DATA IN THIS EXERCISE:

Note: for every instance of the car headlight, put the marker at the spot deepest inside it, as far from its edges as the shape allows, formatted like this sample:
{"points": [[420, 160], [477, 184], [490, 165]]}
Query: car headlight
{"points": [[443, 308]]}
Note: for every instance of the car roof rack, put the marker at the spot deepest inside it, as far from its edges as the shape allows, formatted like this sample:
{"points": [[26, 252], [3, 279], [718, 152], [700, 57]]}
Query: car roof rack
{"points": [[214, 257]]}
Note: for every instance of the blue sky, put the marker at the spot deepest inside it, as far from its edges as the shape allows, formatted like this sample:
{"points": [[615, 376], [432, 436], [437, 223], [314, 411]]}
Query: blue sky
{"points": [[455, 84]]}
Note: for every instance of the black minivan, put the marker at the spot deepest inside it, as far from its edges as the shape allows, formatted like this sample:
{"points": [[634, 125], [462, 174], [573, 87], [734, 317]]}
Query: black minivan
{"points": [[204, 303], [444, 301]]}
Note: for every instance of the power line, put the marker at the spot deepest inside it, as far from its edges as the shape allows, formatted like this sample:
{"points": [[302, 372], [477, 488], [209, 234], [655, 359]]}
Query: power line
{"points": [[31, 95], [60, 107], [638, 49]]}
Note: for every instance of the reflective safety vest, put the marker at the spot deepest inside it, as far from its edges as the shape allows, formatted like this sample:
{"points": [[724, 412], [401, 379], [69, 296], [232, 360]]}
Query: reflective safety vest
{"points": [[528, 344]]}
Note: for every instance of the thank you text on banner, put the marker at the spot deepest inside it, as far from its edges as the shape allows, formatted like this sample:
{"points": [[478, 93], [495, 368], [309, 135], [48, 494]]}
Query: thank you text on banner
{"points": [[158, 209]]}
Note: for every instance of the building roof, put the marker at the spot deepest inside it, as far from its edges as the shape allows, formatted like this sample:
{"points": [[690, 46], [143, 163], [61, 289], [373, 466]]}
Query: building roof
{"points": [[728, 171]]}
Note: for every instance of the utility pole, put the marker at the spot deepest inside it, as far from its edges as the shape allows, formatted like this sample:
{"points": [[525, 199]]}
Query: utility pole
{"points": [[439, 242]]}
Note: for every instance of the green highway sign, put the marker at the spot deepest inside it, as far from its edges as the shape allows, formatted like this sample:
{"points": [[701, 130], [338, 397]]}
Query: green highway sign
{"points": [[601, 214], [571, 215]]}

PROBLEM DETAILS:
Every line of the data above should be reproduced word for word.

FINAL RESULT:
Note: for every instance of the car headlight, put the marker at the spot deepest inside it, as far from its edges as the shape allows, formatted like this sample:
{"points": [[420, 160], [477, 184], [490, 165]]}
Query: car headlight
{"points": [[443, 308]]}
Note: for every instance of the car roof rack, put the marker at the spot deepest inside it, as far from its edges as the shape allows, formatted like this sample:
{"points": [[26, 252], [3, 279], [718, 152], [700, 57]]}
Query: car roof rack
{"points": [[214, 257]]}
Note: for every instance of the blue sky, put the marker at the spot deepest inside it, as far from its edges as the shape allows, formatted like this sample:
{"points": [[615, 376], [432, 436], [437, 223], [314, 411]]}
Query: blue sky
{"points": [[455, 84]]}
Note: for every instance of the black minivan, put the marker at the spot deepest inside it, as far from its edges as the shape allows, formatted like this sample:
{"points": [[634, 125], [462, 174], [573, 87], [734, 317]]}
Query: black minivan
{"points": [[204, 303], [444, 301]]}
Note: for every instance of the power line, put the marker at the spot deepest inside it, as far from its edges as the shape allows, formatted like this sample:
{"points": [[302, 372], [477, 488], [209, 234], [655, 359]]}
Query: power line
{"points": [[31, 95], [60, 107], [638, 49]]}
Note: for every instance of the reflective safety vest, put the marker at the spot deepest inside it, as far from its edges as the shape allows, formatted like this sample:
{"points": [[724, 412], [401, 379], [69, 296], [232, 360]]}
Query: reflective safety vest
{"points": [[528, 344]]}
Note: for every instance of the thank you text on banner, put the marker at the spot deepest inside it, as far from its edges as the shape allows, formatted like this sample:
{"points": [[478, 93], [495, 368], [309, 135], [48, 494]]}
Query: thank you text on banner
{"points": [[158, 209]]}
Note: for every instance of the building roof, put the marker at the spot deepest inside it, as far from its edges as the shape allows, formatted like this sample:
{"points": [[690, 46], [143, 163], [61, 289], [373, 466]]}
Query: building roof
{"points": [[728, 171]]}
Note: for every instance of the utility pole, put the marker at the spot deepest inside it, as far from its edges as the shape allows, formatted like this sample:
{"points": [[525, 199]]}
Query: utility pole
{"points": [[439, 242]]}
Note: for every instance of the green highway sign, put the marker at the spot deepest inside it, as far from its edges as the shape allows, formatted like this sample:
{"points": [[701, 130], [338, 397]]}
Query: green highway sign
{"points": [[601, 214], [571, 215]]}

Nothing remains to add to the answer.